_GIVEN RECORDS_:
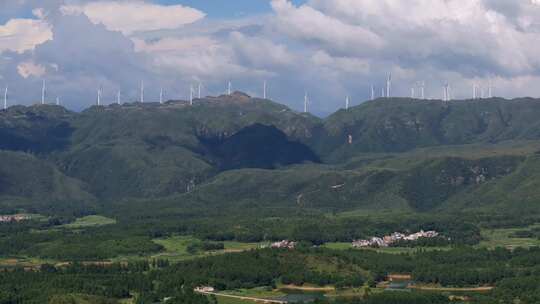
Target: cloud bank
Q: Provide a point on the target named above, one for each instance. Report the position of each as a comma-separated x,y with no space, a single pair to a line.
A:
329,48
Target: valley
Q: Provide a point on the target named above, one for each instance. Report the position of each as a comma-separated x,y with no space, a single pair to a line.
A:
137,194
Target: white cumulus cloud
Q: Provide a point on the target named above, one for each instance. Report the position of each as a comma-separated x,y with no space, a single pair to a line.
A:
21,35
132,16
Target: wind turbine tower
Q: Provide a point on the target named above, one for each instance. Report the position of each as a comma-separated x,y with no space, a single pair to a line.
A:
191,95
142,91
99,97
43,92
388,85
306,101
446,92
5,98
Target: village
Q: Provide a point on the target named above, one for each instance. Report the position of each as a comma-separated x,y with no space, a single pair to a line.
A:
388,240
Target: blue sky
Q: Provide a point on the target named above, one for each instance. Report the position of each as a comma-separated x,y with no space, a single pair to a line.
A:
331,49
228,8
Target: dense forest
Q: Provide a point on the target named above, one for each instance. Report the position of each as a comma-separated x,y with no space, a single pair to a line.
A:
513,273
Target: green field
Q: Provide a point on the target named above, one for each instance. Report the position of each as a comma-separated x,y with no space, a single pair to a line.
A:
176,248
503,238
90,221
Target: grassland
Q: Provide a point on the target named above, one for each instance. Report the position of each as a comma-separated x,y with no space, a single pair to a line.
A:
176,248
493,238
90,221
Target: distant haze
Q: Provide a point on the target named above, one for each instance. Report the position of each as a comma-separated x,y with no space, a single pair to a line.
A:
331,49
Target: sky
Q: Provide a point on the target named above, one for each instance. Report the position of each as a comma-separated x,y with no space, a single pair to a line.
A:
327,49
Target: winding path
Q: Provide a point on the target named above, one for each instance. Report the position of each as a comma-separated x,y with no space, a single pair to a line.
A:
259,300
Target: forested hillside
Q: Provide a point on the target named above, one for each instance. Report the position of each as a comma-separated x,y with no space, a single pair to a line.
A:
400,154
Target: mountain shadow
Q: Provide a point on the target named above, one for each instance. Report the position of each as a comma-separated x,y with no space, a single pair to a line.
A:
259,146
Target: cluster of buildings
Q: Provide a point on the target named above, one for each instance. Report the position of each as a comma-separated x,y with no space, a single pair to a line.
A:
284,244
392,238
204,289
13,218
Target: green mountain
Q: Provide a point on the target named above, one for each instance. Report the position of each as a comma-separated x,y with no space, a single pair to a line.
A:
395,154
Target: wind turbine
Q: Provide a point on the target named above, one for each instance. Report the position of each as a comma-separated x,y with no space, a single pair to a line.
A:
306,101
190,94
99,97
43,92
5,98
388,85
446,92
142,91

_TASK_: Copy every record above exactly, leaving out the pictures.

_WRITTEN ANSWER_:
Target: cloud bank
Q: Provide a point on the target named above, one for each instance. Report the position of each as a comma-separated x,y with no space, a single pair to a line.
A:
329,48
Target: valley
Q: Provide a point on the target named above, one for each instance. Report the position of each as a comma-separated x,y with no space, a single pair to a line.
A:
137,194
Target: white cumulus cloud
Q: Provide a point on the target named above, one for each instance. Report the position of each as a comma-separated x,y with no space, a single pair to a line.
A:
21,35
132,16
Target: wind turbine tower
Q: Provide a point on the target named above, one for each instance. Report the position of each as a comma-separated x,y with no space, a single pair to a line.
A:
191,95
142,91
99,97
43,92
388,85
306,101
446,92
5,98
Target: village
Q: Provide a point on the target named above, one for each instance. Report the position of each as a comma-separated x,y with no space, a single pair to a line.
A:
388,240
Target: blue sky
Q: Provide a point on the target named above, one for each instance. Report the position of each as a comma-separated x,y with no space, a single pair to a line.
A:
331,49
228,8
Target: dense forest
Q: Provide a point on the target named above, one for each instance. Report the position of each as a comma-separated x,y with no space, a single pair to a line.
A:
513,273
Target: green field
Q: Provide a point on the target named above, one for each instance. Report the position of each as a comma-separated x,y with no space, a single pair to a line.
A:
176,248
503,238
90,221
Target: grassland
Q: Provide a point on the target named above, one for each instance. Report the position of each as a comma-separated x,y with no space, a single pair to a line.
A:
176,248
493,238
90,221
Target: distant haze
Q: Provide a point on the target named above, one for each instance. Report the position of each as a comma-separated x,y with no space, a single pair to a line.
A:
331,49
Target: sky
Q: Provide a point on the target named above, one for each instance. Report the position of each as a comma-separated x,y with no space, a single pair to a line.
A:
327,49
Target: winding path
Q: Provide a point on the target named above, one for each instance. Report the position of each as a comma-separated x,y with no space, a single pair to a line.
A:
259,300
Target: forested hillside
Q: Provide a point on the target named above, one for each instance. Report the position of each as a comma-separated x,y with no space, a single pair to a line.
A:
400,154
Target: mountain shadow
Q: Provide a point on the target named above, one for each instance. Report the position of each as a comma-separated x,y with no space, a single pair to a line.
A:
259,146
Target: cluster of buildings
Q: Provide a point on the target named above, one for each instance. Report the position of each as a comma-separated x,y with no space, a single pair to a line.
A:
284,244
392,238
204,289
13,218
Target: green mountain
Q: Provide a point on the target named above, one for each instance. Report the position of each as a comma-separated x,y with no space, a single pair to a line.
A:
395,154
Target: wind turbine
Q: Provide a point on the target named above, one for each instance. Report the position of each as a comma-separated x,y with no space, a single pair to a line.
A:
306,101
190,94
99,97
43,92
5,98
388,85
446,92
142,91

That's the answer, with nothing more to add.